EXERCISE DIRECTIONS → Return every line from the entries below that contains the string "stick".

GIVEN DATA →
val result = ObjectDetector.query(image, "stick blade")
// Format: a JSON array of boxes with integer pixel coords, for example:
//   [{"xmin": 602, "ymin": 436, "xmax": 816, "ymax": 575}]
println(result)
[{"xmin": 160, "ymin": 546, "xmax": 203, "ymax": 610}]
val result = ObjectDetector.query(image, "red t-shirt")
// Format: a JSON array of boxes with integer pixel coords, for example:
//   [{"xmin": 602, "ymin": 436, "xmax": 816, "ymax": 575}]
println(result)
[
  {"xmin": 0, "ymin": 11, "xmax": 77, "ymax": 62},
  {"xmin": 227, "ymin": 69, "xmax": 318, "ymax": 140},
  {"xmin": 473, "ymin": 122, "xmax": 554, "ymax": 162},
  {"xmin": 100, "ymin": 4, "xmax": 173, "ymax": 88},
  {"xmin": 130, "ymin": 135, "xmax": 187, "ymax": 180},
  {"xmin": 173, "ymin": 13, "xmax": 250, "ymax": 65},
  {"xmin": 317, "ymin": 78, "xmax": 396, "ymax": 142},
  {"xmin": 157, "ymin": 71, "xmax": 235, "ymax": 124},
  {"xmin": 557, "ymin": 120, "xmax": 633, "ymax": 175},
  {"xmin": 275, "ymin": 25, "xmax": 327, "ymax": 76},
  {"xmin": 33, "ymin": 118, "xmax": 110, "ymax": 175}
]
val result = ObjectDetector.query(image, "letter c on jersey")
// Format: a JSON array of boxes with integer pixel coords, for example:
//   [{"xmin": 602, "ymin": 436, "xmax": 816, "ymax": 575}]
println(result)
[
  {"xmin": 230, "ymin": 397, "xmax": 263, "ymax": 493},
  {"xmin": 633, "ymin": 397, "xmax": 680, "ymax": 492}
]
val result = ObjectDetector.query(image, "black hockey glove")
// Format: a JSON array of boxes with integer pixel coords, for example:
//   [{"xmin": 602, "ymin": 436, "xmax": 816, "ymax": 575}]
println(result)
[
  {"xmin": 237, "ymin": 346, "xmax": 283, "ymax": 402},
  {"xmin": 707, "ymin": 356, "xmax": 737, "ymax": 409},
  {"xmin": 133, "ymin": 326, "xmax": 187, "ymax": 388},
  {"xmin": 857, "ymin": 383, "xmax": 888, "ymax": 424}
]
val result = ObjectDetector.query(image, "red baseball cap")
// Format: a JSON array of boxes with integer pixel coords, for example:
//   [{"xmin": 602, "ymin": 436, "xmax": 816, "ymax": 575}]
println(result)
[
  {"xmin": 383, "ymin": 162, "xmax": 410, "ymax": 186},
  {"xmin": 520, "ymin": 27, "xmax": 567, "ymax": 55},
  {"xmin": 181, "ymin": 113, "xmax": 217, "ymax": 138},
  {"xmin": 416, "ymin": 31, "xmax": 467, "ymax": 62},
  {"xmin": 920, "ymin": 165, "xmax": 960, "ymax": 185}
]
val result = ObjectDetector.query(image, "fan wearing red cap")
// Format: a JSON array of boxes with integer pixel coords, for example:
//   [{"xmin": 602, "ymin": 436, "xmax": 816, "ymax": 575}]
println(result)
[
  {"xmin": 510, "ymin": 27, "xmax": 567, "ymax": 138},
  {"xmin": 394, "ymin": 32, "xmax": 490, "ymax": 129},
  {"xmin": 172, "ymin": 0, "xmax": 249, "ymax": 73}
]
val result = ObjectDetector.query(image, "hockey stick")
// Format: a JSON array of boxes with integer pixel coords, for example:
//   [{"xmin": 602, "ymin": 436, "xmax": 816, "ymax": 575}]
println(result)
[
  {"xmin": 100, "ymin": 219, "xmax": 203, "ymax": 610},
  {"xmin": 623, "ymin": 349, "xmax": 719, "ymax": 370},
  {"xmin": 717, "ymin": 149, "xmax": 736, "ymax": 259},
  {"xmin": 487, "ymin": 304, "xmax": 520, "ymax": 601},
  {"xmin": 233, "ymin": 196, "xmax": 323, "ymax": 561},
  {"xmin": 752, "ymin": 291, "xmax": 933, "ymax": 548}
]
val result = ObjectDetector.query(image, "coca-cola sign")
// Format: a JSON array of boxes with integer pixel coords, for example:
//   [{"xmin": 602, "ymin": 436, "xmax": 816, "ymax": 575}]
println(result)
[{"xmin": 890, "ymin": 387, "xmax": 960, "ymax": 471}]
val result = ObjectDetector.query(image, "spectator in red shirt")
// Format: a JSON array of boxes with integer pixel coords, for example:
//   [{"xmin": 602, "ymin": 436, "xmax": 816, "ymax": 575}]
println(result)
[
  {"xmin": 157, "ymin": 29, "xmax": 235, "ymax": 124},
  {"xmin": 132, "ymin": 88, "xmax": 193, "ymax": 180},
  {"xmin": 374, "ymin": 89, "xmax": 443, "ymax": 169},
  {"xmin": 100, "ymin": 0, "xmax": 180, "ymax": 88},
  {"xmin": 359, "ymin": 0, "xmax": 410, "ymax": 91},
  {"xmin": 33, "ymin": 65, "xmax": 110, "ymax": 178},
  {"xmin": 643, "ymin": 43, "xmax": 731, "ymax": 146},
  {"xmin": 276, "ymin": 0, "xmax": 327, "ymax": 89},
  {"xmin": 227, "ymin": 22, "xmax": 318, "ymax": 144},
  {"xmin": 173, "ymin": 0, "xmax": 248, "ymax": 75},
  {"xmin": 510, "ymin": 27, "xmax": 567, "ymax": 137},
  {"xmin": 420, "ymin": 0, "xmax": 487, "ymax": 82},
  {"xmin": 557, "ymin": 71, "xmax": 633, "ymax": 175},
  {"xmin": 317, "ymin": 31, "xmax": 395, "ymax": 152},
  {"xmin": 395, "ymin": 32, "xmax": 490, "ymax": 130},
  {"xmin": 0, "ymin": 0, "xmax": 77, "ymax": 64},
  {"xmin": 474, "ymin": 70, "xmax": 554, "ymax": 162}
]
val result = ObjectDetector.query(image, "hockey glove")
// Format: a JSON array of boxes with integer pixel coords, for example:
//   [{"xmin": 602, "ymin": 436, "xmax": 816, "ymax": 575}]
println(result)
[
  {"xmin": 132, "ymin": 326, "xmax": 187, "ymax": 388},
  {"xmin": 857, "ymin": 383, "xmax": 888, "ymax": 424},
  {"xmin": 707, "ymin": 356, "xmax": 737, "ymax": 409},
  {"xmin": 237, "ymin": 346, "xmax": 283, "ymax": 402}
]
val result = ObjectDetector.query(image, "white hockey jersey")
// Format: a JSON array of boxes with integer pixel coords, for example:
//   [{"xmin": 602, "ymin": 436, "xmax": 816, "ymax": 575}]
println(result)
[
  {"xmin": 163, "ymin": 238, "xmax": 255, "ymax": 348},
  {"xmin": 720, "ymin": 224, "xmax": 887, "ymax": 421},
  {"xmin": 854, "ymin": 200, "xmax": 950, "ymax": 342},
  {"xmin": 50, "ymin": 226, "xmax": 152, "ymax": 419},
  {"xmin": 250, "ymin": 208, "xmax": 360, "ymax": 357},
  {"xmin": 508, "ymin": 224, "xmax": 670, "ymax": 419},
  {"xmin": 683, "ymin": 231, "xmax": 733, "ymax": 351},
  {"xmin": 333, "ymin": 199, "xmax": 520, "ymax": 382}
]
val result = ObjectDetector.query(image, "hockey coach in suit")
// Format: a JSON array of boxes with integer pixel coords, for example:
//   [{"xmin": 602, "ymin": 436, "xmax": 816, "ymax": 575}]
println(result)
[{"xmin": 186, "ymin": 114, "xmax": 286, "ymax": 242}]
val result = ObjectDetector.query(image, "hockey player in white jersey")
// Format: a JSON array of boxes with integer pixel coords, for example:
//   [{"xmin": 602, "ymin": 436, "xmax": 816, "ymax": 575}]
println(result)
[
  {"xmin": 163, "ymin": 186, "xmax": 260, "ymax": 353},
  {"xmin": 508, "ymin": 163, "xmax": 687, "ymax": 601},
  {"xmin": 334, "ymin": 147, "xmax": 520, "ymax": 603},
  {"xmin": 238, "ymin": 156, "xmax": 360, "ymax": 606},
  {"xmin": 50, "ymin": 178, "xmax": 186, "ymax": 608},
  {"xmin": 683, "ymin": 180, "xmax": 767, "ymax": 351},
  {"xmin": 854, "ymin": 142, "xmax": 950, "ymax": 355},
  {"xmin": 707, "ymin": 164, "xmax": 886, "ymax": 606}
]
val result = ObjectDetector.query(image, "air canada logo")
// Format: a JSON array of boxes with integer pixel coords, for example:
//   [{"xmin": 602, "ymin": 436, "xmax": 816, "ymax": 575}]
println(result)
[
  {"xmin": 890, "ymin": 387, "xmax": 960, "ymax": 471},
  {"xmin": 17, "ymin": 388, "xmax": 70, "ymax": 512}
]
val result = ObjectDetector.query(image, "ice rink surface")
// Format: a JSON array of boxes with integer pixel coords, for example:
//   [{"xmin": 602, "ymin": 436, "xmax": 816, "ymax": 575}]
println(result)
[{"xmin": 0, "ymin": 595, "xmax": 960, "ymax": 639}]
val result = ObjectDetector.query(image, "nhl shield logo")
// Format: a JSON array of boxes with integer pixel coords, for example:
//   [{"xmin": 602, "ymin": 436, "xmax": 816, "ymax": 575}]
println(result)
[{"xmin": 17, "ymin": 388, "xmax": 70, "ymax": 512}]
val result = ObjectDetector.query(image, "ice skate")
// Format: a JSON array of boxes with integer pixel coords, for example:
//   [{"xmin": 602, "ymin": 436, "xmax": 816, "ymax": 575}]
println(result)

ANSWER →
val result = ObjectDetector.query(image, "stick blade")
val result = ObjectDetector.query(image, "hockey stick")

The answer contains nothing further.